■ **TO BE DONE**: Retype all the records with nothing changed.

Dataset items
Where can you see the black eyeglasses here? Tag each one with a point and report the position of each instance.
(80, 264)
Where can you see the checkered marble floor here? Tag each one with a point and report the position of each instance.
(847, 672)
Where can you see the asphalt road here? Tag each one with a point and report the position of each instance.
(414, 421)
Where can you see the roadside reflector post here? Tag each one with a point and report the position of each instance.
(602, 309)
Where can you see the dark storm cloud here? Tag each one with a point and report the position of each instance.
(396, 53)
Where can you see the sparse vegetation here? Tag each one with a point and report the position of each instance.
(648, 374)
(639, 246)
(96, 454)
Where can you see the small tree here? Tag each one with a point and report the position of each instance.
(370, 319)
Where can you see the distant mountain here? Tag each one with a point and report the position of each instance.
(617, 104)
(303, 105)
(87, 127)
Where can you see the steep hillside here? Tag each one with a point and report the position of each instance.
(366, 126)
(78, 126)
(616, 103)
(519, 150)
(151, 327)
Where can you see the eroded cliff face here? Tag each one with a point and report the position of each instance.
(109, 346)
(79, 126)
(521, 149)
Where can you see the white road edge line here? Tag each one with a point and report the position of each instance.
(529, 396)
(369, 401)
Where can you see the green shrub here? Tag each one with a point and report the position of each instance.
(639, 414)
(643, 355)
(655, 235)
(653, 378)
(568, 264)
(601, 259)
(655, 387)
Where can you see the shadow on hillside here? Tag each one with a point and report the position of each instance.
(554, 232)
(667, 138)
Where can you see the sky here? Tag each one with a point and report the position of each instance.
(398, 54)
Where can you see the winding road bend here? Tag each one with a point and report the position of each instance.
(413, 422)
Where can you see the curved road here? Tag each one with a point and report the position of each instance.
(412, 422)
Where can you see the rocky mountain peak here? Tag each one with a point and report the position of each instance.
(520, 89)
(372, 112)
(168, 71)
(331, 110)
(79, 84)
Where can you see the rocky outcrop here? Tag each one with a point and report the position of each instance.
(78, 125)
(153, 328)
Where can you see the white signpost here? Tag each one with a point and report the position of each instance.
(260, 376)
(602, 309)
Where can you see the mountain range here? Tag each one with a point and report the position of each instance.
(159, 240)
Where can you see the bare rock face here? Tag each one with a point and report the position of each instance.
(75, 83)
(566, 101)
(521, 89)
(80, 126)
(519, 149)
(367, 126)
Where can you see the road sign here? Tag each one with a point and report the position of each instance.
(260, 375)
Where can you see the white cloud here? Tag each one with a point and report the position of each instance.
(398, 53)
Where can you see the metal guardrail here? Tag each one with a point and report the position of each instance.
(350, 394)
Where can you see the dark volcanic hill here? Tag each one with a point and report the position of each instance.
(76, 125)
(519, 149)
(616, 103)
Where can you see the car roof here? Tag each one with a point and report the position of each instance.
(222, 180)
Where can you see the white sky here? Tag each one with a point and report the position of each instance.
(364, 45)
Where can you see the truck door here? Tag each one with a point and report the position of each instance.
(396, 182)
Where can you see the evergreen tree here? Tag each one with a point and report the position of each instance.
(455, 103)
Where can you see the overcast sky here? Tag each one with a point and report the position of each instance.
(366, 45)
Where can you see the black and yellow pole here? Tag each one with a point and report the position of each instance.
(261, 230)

■ **SOLUTION TO THE PROBLEM**:
Where can you see the black eyeglasses here? Tag each one with a point and report the position of each instance.
(80, 264)
Where can you see the checkered marble floor here? Tag each one with a point and report the position of each instance.
(847, 672)
Where can you see the asphalt road here? Tag each one with a point and report the position of each instance.
(414, 421)
Where can you see the roadside reflector post here? Tag each one with a point and report the position of each instance.
(602, 309)
Where can you see the dark storm cloud here? Tag each one with a point and report the position of each instance.
(396, 53)
Where can you see the sparse vegetation here? Tag each one with a point and report the position of each instance.
(648, 374)
(639, 246)
(96, 454)
Where can you see the small tree here? Tag each one with a point and report the position of each instance.
(370, 319)
Where can you see the distant mountain here? Tag each one with a point and report the position of each instance.
(617, 104)
(303, 105)
(87, 127)
Where can you see the steep hillside here? Tag each one with a point and report the position of each instance.
(366, 126)
(78, 126)
(616, 103)
(519, 150)
(151, 327)
Where can you see the eroded cliff face here? Tag each one with a point and report the position of each instance.
(109, 346)
(79, 126)
(521, 149)
Where can you see the white road edge line here? Tag each one with a point and report the position of each instance.
(529, 396)
(369, 401)
Where can you see the green shrub here? Tag each one with a point and report the position of each instance.
(639, 414)
(643, 355)
(655, 235)
(653, 378)
(568, 264)
(601, 259)
(655, 387)
Where can you see the shadow on hillside here? Tag each one with a point and report the position of each instance.
(554, 232)
(667, 138)
Where can you see the sky here? Tag each one with a point and report the position of each instance.
(398, 54)
Where can you see the winding road bend here? Tag each one with a point and report the position of each instance.
(413, 422)
Where can you see the curved road here? Tag each one with a point and report the position of each instance.
(412, 422)
Where can you see the rocky mountain peak here? Tag each one with a point and report the position of each instance.
(520, 89)
(372, 112)
(168, 71)
(331, 110)
(79, 84)
Where can you see the rocky outcrop here? Tag each one with a point and report the position of each instance.
(78, 125)
(153, 328)
Where can you see the white signpost here? Tag each one with a point and report the position of each instance.
(260, 376)
(602, 309)
Where can you see the mountain range here? Tag each one with a point and report the position of each instance.
(159, 240)
Where can you see the bare rock face here? Tag each one with a point and report the position of each instance.
(75, 83)
(566, 101)
(521, 89)
(80, 126)
(519, 149)
(367, 126)
Where can you see the road sign here? Tag each one with a point and report the position of each instance.
(260, 375)
Where can you see the white cloud here? Tag each one with a point and report the position of each instance.
(398, 53)
Where can you see the metal guardrail here? Tag each one with a point and report the position of each instance.
(350, 394)
Where can you see the dark volcanic hill here? Tag each one with a point and report the position of each instance.
(76, 125)
(519, 149)
(616, 103)
Where can you see the car roof here? Tag each one with a point and report the position of each instance.
(222, 180)
Where can you see the white sky here? Tag each one with a point and report the position of each instance.
(364, 45)
Where can you see the truck door here? Tag each one with a point and report the position of each instance.
(396, 182)
Where can you see the evergreen tree here? Tag each one with a point and report the position of each instance.
(455, 103)
Where can you see the overcast sky here? Tag each one with a point and report the position of each instance.
(366, 45)
Where can you see the black and yellow pole here? Tag each one with a point and report the position of each instance.
(261, 230)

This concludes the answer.